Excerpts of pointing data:
============
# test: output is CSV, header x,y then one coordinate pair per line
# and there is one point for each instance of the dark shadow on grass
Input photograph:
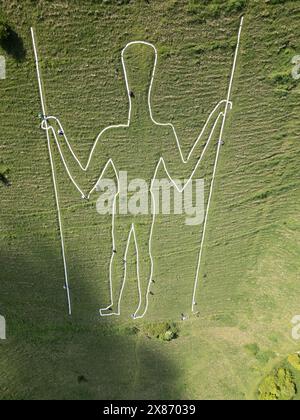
x,y
13,45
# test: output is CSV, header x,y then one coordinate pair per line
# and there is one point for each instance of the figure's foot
x,y
111,310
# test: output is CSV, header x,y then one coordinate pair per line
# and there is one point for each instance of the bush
x,y
294,360
163,331
278,386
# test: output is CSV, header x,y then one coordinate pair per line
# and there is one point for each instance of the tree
x,y
4,30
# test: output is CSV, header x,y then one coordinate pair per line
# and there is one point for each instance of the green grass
x,y
249,285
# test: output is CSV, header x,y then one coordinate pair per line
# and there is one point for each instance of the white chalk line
x,y
228,103
66,285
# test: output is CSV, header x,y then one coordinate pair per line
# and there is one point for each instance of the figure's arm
x,y
83,176
180,167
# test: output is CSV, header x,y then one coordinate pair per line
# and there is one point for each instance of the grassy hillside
x,y
249,282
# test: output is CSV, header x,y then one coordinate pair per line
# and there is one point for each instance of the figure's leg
x,y
143,236
117,269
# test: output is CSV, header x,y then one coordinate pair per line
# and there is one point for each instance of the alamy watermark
x,y
2,328
163,196
2,68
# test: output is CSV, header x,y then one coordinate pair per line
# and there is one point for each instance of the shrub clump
x,y
163,331
294,361
278,386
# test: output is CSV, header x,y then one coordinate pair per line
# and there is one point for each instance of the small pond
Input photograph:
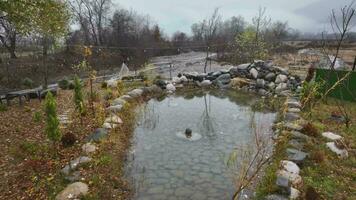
x,y
165,164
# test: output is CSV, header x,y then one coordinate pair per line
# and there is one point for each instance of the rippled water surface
x,y
163,164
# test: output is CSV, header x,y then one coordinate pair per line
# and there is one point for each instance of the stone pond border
x,y
259,77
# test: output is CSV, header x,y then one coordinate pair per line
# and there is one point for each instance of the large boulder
x,y
98,135
270,76
281,78
281,87
170,87
205,83
135,93
118,101
73,191
254,73
243,66
260,83
74,164
223,79
240,82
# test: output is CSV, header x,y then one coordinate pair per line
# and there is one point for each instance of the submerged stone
x,y
342,153
73,191
331,136
74,164
296,155
98,135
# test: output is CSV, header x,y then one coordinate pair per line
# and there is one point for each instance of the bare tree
x,y
246,162
91,14
209,29
8,36
260,22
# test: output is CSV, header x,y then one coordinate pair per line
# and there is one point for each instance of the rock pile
x,y
259,76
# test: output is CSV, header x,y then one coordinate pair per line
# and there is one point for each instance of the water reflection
x,y
164,166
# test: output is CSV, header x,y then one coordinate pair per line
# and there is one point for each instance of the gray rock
x,y
331,136
74,164
126,97
224,79
262,92
276,197
98,135
294,180
271,86
254,73
292,126
260,83
296,156
293,104
170,87
342,153
299,135
109,125
281,78
115,109
290,166
88,148
113,119
281,87
294,110
135,93
243,66
205,83
294,193
75,176
290,117
154,89
270,77
283,182
118,101
296,144
73,191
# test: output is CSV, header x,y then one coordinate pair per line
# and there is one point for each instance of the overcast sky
x,y
173,15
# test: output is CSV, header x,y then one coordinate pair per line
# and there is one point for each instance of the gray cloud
x,y
172,15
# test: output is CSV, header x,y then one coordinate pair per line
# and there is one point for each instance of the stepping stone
x,y
75,176
294,179
296,143
293,104
299,135
115,109
113,119
118,101
294,193
74,164
135,93
109,125
98,135
331,136
293,110
292,126
73,191
276,197
126,97
290,166
296,155
290,117
88,148
342,153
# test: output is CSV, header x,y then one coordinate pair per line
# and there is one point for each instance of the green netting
x,y
344,91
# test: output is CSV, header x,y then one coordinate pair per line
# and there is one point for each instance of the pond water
x,y
165,164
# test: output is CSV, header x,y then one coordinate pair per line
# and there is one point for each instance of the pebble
============
WHAT THE EXERCISE ASKS: Locate every line in the rows above that contains the string "green", and copy each such line. Case counts.

WRITTEN ANSWER:
# and there is one point for each instance of the green grass
# and there is one point for each instance of the green netting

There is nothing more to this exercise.